(PROBLEM REQUIREMENTS): Without the pictures, reproduce the records that follow exactly.

(MATERIAL):
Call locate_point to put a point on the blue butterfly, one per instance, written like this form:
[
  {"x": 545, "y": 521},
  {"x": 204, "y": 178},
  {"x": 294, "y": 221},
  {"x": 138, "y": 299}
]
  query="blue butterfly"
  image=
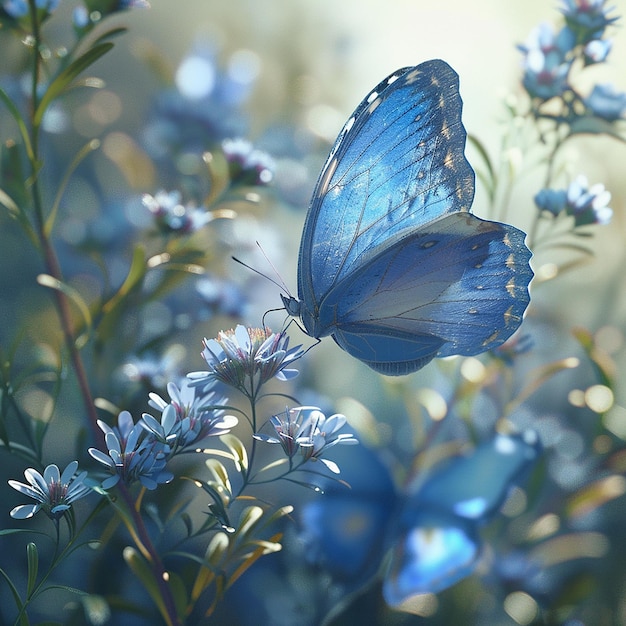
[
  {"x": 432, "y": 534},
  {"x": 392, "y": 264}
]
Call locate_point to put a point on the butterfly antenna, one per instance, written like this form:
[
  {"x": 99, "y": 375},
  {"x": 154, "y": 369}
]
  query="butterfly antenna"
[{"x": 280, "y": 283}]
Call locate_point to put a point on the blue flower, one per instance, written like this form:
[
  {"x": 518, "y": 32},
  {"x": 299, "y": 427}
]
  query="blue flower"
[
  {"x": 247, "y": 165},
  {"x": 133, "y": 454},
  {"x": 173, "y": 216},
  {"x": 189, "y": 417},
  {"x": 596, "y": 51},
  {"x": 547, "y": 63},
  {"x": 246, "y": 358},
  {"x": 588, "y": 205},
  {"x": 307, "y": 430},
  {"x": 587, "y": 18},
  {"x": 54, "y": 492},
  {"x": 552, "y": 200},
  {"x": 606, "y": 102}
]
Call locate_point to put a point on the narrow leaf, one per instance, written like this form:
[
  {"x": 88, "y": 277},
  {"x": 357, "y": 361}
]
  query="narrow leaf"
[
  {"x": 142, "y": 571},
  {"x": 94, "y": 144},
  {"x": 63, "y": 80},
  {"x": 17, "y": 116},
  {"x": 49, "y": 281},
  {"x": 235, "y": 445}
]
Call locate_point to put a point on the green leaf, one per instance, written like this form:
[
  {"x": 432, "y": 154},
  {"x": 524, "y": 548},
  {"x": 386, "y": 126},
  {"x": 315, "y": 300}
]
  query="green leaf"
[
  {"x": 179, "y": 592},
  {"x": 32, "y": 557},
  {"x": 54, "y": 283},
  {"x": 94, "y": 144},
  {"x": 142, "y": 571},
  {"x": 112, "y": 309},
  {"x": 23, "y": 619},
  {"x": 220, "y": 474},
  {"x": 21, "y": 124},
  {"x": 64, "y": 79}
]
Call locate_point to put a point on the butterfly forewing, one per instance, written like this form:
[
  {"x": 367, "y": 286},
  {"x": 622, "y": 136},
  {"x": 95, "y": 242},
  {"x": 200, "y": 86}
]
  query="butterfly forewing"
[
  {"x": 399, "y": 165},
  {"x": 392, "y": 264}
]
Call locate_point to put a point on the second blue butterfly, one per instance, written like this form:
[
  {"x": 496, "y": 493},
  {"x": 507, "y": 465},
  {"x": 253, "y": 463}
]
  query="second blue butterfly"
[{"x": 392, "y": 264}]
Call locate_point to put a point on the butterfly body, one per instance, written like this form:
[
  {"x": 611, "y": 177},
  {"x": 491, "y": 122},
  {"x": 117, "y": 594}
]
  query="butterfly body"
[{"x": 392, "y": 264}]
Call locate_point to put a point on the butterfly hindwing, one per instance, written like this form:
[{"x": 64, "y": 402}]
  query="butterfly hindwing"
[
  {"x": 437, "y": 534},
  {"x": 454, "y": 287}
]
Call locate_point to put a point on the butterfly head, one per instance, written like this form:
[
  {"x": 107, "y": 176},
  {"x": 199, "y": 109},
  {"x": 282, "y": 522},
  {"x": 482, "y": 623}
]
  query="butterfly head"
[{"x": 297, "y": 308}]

(RESULT):
Call locate_point to put a point on the blue butterfly, one per instance, written like this form:
[
  {"x": 545, "y": 521},
  {"x": 204, "y": 178},
  {"x": 294, "y": 221},
  {"x": 138, "y": 299}
]
  query="blue butterfly"
  image=
[
  {"x": 432, "y": 534},
  {"x": 392, "y": 264}
]
Call locate_point to put a point on the butterfly antenna, one per instance, written like this form:
[
  {"x": 99, "y": 375},
  {"x": 154, "y": 369}
]
  query="butterfly antenna"
[{"x": 280, "y": 283}]
Call locate_point to put a point on the blue flower, one per instance, written like this form:
[
  {"x": 518, "y": 32},
  {"x": 299, "y": 427}
]
  query="blue flower"
[
  {"x": 247, "y": 165},
  {"x": 133, "y": 454},
  {"x": 173, "y": 216},
  {"x": 189, "y": 417},
  {"x": 596, "y": 51},
  {"x": 547, "y": 63},
  {"x": 246, "y": 358},
  {"x": 588, "y": 205},
  {"x": 307, "y": 430},
  {"x": 587, "y": 18},
  {"x": 54, "y": 492},
  {"x": 552, "y": 200},
  {"x": 606, "y": 102}
]
Call locate_point to put a point on the narrow leaf, one per instance, written like this form:
[
  {"x": 88, "y": 277},
  {"x": 357, "y": 361}
]
  query="narrow leaf"
[
  {"x": 142, "y": 571},
  {"x": 94, "y": 144},
  {"x": 63, "y": 80},
  {"x": 17, "y": 116},
  {"x": 49, "y": 281},
  {"x": 235, "y": 445}
]
Call locate_point to put a point on the green leaf, one per instance, written like this form:
[
  {"x": 432, "y": 154},
  {"x": 524, "y": 548},
  {"x": 386, "y": 126},
  {"x": 315, "y": 300}
]
  query="green leaf"
[
  {"x": 179, "y": 592},
  {"x": 32, "y": 557},
  {"x": 54, "y": 283},
  {"x": 94, "y": 144},
  {"x": 142, "y": 571},
  {"x": 112, "y": 309},
  {"x": 23, "y": 619},
  {"x": 220, "y": 474},
  {"x": 21, "y": 124},
  {"x": 64, "y": 79}
]
Call locate_point to put a point on the butterfly forewing, one per instance, written like this form:
[
  {"x": 367, "y": 286},
  {"x": 622, "y": 136},
  {"x": 95, "y": 242},
  {"x": 200, "y": 86}
]
  query="butterfly forewing"
[
  {"x": 399, "y": 165},
  {"x": 392, "y": 264}
]
Call locate_point to put a point on the second blue butterfly, one per instance, written like this form:
[
  {"x": 496, "y": 493},
  {"x": 507, "y": 465},
  {"x": 253, "y": 463}
]
  query="second blue butterfly"
[{"x": 392, "y": 264}]
Call locate_point to put a point on the butterfly body, one per instance, written like this form:
[
  {"x": 611, "y": 177},
  {"x": 491, "y": 122},
  {"x": 117, "y": 594}
]
  query="butterfly body"
[{"x": 392, "y": 264}]
Call locate_point to put a point on the butterfly hindwing, one per instance, written like this form:
[{"x": 64, "y": 402}]
  query="butterfly hindwing"
[
  {"x": 437, "y": 534},
  {"x": 454, "y": 287}
]
Call locate_point to put a point on the butterfly head, one per instance, written like this form:
[
  {"x": 107, "y": 176},
  {"x": 199, "y": 109},
  {"x": 282, "y": 522},
  {"x": 482, "y": 623}
]
  query="butterfly head"
[{"x": 297, "y": 308}]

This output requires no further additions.